Do you really think it’s not a war if Americans aren’t there?

As the kōan goes, “If a tree falls in the woods and no one’s around to hear it, does it make a sound?”

Here’s a tougher one to contemplate on this Veteran’s Day: If there’s a war and no Americans are participating in it, is there still a war?

Many Americans, based on rhetoric I’ve heard in recent years regarding Iraq and Afghanistan, would apparently answer, “no.”

Sorry. “Rhetoric” isn’t quite the word. It suggests overtly political speech. I’m talking about plain ol’ everyday newswriting at the moment.

From an AP story today about the president’s remarks on Veteran’s Day:

Obama used his remarks to remind the nation that thousands of service members are still at war in Afghanistan. The war is expected to formally conclude at the end of next year, though the U.S. may keep a small footprint in the country.

Soon, “the longest war in America’s history will end,” Obama declared.

The boldfaced emphasis is mine.

I think sometimes that my years on the editorial pages made me more sensitive, not less so, to creeping editorializing in news copy. I know it, and I recognize it when I see it. And I saw it there — the representation of a worldview rather than straight reporting.

In the president’s partial defense, he didn’t exactly say the first of those boldfaced statements, although he did say the second one, the one that was a direct quote (I mean, one would certainly hope so, AP):

Our work is more urgent than ever, because this chapter of war is coming to an end.  Soon, one of the first Marines to arrive in Afghanistan 12 years ago — Brigadier General Daniel Yoo — will lead his Camp Pendleton Marines as they become one of the last major groups of Marines to deploy in this war.  And over the coming months, more of our troops will come home.  This winter, our troop levels in Afghanistan will be down to 34,000.  And by this time next year, the transition to Afghan-led security will be nearly complete.  The longest war in American history will end.

He was right when he said “this chapter… is coming to an end.” That doesn’t overstate the case the way the AP version did.

| Items |
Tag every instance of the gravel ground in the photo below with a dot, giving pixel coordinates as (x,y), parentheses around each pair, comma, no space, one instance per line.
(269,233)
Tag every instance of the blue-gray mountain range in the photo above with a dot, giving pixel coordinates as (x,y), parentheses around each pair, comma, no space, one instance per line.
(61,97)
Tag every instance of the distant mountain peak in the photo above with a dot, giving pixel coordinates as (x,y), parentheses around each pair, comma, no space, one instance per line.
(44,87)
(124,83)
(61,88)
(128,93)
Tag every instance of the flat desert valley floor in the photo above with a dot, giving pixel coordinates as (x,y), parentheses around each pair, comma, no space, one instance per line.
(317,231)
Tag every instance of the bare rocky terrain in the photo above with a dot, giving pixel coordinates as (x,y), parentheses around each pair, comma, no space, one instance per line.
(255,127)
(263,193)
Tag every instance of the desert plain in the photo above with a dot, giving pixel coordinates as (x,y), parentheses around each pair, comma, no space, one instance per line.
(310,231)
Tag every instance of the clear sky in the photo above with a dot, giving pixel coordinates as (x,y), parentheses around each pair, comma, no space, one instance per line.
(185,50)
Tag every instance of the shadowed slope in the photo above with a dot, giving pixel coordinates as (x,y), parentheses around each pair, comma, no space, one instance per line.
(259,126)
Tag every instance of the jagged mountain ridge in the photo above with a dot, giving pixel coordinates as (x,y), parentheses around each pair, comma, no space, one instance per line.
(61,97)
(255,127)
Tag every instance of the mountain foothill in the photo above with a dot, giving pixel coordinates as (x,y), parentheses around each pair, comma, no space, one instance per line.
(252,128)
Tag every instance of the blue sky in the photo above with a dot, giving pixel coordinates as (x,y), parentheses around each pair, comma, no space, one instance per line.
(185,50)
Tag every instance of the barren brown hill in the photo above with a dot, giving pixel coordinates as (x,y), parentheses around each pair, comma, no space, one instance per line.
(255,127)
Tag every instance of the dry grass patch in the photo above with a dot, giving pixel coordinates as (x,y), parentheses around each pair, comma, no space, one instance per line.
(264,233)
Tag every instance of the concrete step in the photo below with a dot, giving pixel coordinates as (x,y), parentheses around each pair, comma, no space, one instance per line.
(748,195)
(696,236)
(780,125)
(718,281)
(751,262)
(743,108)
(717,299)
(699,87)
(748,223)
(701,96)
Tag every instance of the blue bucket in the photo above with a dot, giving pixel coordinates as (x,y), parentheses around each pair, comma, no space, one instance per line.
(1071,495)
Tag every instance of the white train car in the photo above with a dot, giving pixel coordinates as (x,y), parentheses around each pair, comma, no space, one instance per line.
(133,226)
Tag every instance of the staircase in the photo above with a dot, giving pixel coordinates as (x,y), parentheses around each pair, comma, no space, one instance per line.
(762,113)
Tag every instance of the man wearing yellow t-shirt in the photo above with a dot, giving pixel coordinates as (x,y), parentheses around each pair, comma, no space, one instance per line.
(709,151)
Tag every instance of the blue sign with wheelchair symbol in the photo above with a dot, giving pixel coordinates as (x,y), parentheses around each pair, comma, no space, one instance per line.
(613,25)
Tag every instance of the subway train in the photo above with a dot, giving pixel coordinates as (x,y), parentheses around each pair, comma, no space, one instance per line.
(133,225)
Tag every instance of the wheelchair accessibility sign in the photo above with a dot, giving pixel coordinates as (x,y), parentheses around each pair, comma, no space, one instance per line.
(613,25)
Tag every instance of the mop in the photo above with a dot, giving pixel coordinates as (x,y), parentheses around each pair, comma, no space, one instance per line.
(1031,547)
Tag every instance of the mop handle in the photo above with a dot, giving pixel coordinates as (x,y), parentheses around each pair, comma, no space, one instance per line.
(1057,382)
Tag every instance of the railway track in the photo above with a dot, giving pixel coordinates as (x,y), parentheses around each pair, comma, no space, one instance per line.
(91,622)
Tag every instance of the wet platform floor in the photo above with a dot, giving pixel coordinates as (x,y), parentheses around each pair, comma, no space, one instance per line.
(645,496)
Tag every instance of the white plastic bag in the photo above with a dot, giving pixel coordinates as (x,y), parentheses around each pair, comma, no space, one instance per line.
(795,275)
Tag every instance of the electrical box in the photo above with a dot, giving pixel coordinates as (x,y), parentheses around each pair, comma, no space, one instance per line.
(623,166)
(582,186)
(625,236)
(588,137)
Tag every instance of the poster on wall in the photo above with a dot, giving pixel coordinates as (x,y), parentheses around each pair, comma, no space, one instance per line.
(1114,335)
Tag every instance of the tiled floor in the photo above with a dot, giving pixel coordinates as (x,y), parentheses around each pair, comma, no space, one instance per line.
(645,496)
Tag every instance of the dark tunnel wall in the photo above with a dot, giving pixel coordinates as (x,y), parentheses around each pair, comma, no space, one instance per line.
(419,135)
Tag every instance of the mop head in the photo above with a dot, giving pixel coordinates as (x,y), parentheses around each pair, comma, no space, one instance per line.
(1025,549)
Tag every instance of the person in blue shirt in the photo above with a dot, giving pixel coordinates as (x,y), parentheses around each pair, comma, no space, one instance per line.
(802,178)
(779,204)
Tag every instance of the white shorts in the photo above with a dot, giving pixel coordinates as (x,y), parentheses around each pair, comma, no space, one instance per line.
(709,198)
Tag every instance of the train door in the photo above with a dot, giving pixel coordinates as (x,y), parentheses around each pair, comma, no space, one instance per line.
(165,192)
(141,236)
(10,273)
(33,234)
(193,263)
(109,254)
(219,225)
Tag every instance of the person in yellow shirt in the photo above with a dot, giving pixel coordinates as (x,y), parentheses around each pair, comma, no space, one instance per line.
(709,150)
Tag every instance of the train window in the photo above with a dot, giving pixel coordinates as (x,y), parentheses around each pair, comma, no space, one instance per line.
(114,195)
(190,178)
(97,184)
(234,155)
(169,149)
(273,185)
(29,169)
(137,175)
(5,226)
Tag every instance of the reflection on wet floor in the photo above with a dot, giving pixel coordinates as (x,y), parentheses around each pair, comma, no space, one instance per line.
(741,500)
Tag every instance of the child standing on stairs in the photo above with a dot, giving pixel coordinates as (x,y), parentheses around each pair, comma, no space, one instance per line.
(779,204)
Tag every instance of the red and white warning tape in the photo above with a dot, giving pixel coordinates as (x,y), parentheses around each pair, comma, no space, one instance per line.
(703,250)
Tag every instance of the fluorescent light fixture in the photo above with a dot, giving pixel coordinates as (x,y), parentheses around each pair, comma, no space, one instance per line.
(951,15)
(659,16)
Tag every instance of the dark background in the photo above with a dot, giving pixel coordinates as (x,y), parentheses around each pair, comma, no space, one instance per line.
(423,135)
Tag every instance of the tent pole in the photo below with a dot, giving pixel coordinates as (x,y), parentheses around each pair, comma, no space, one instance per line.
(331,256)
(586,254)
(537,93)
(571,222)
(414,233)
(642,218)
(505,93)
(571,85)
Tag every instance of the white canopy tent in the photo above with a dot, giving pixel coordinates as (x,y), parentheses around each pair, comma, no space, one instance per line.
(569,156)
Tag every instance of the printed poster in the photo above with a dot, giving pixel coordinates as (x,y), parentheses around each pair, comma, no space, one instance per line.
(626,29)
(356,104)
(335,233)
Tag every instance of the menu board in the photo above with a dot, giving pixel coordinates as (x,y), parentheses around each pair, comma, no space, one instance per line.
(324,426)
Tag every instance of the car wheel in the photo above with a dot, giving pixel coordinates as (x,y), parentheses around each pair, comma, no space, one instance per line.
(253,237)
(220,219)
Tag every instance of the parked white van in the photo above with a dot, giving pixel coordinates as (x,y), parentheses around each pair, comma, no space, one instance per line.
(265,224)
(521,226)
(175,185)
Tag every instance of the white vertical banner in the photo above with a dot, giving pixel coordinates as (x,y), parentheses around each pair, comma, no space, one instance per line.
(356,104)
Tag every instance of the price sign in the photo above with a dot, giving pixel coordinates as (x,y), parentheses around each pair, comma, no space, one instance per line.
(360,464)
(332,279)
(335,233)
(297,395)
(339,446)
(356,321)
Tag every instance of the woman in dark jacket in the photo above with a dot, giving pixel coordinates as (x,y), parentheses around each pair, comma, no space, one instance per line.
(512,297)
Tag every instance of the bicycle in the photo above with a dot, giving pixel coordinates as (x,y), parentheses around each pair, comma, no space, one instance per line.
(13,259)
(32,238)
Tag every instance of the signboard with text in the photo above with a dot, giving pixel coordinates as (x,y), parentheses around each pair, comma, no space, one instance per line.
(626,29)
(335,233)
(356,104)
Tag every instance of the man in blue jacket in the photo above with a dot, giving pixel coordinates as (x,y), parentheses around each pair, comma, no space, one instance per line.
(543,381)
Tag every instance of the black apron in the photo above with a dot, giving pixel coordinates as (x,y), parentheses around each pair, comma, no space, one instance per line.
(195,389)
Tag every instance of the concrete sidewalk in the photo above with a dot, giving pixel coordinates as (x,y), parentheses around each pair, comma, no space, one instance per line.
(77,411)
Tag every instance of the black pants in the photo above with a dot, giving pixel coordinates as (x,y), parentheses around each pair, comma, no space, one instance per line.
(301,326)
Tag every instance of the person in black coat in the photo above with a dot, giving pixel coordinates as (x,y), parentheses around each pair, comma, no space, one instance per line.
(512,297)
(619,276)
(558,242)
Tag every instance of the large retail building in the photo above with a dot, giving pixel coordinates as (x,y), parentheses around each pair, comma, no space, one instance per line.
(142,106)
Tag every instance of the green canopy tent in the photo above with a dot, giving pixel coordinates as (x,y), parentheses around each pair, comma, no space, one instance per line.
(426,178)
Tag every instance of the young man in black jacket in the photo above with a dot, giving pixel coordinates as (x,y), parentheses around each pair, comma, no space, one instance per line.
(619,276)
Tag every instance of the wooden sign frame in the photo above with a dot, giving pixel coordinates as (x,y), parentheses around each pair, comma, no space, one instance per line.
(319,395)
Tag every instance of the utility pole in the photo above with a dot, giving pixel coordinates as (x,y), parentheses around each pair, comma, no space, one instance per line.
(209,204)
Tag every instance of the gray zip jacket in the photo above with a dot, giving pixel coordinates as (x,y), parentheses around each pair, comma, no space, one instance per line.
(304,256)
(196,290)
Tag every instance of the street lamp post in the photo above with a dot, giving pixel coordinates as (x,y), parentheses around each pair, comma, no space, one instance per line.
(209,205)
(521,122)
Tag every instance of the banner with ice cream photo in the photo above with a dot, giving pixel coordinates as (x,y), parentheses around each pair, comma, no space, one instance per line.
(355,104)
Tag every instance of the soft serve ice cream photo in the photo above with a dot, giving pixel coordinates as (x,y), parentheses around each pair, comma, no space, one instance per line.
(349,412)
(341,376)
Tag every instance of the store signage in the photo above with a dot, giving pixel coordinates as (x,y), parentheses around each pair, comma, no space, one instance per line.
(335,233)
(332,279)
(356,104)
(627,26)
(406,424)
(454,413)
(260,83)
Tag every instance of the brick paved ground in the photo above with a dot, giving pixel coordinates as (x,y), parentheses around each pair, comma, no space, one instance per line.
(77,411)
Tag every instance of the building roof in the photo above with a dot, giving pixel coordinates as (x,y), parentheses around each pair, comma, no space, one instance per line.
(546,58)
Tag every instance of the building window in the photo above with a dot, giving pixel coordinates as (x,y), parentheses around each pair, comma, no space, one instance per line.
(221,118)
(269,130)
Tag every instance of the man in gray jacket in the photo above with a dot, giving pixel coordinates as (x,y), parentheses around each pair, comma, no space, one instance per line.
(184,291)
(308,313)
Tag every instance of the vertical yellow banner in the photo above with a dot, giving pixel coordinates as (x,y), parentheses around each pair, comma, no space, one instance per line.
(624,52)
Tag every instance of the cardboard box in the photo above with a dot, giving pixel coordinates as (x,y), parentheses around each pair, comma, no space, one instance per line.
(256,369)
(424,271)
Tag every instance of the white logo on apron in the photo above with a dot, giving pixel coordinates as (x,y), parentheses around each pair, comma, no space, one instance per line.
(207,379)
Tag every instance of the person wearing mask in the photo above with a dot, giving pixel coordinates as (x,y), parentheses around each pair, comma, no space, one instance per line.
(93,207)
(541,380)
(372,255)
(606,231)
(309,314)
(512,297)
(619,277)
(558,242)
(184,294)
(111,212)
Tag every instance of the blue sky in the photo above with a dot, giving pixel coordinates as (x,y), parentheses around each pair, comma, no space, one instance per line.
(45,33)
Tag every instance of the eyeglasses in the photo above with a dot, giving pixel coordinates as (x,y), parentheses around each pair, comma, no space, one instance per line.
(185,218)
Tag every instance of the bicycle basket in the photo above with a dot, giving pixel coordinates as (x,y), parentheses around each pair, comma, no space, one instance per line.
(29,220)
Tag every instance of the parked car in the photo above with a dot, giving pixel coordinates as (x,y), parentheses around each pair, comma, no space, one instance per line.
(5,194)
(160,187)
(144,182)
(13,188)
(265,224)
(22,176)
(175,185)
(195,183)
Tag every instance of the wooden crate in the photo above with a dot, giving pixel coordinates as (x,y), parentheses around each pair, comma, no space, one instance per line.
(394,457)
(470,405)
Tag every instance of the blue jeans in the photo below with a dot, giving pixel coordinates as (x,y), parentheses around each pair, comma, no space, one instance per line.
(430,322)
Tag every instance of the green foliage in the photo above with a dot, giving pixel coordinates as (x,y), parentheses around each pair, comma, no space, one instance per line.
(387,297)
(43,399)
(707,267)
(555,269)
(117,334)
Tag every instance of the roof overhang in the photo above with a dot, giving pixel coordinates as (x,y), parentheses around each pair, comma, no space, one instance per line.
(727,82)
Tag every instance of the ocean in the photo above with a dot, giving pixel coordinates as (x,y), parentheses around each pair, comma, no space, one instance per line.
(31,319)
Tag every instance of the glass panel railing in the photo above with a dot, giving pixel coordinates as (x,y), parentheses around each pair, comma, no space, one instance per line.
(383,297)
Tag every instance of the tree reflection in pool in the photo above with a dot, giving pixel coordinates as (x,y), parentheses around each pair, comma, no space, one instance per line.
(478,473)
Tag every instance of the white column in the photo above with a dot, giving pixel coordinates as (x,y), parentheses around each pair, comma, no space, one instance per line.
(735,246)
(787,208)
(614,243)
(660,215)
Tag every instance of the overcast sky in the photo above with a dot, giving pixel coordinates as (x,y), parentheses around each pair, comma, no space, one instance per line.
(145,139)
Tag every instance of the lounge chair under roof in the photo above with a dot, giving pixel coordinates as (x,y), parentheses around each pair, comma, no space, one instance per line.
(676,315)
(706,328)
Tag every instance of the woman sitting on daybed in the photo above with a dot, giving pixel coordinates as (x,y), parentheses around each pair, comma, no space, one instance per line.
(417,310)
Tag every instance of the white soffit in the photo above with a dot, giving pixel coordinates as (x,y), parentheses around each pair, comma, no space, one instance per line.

| Set exercise A |
Answer these from the post on war coverage:
(i) What troop level in Afghanistan does the president say will be reached this winter?
(ii) Which brigadier general is named as one of the first Marines to arrive in Afghanistan 12 years earlier?
(iii) Where does the writer say they spent years that made them more sensitive to editorializing in news copy?
| Set exercise B |
Continue the post on war coverage with a few more paragraphs, starting after its last sentence.
The lines above are separate material, unrelated to the post on war coverage.

| Exercise result A |
(i) 34,000
(ii) Brigadier General Daniel Yoo
(iii) On the editorial pages

| Exercise result B |
And on the second statement, I suppose you can defend the president on a technicality, saying that it would then end as “our war” — but only in that sense. And such a statement still represents a rather startling indifference toward what happens after we’re gone. It suggests that after we’re no longer in a position to hear them, we don’t care how many trees fall.

17 thoughts on “Do you really think it’s not a war if Americans aren’t there?

  1. bud

    Dang Brad what a condescending piece of total nonsense. You pre-suppose that American involvement actually makes wars in other parts of the world that don’t really involve us better somehow. Absolutely not. Our involvement in places like Vietnam and Iraq made things far, far, far, far, far worse. People died because we had this arrogant misguided attitude that we could make things better. People with a sense of history understood that this was not so. But noooooooo. We charge in with guns blazing in a nation far, far away and create a much worse situation.

    And that’s one of the things I really like about Barack Obama. He knows we can’t really do much good in places like Syria by sending in the troops. But we can make a small difference by brokering limited restrictions on small things like chemical weapons. And now we seem on the verge of a major breakthrough with the Iranians. Sure they have internal problems to work out and it’s not feasible for their new moderate leaders to jump on our overtures. But the handwriting is on the wall. We will succeed in reducing the Iranian nuclear threat. And it’s because of diplomacy. Not because of some neocon militarisim. And I’m thankful every night that we don’t have the disaster of the Bush years to deal with any longer.

    Reply
  2. Brad Warthen Post author

    I wasn’t aware of saying that our presence makes things better, or worse. Although we can argue about that again if you like.

    What I said is our presence does not determine whether there is a war or not.

    Reply
  3. Brad Warthen Post author

    Robert Samuelson, to my surprise, sorta, kinda, committed this same error in his column about JFK:

    “He expanded the Vietnam War, and though some supporters argue he would have reversed that in a second term, presidents are judged on what they did, not what they might have done.”

    Now maybe sending those advisers in there DID in some measurable way “expand the war,” but I think that would be hard to prove. What he meant to say, I believe, was that JFK expanded U.S. involvement.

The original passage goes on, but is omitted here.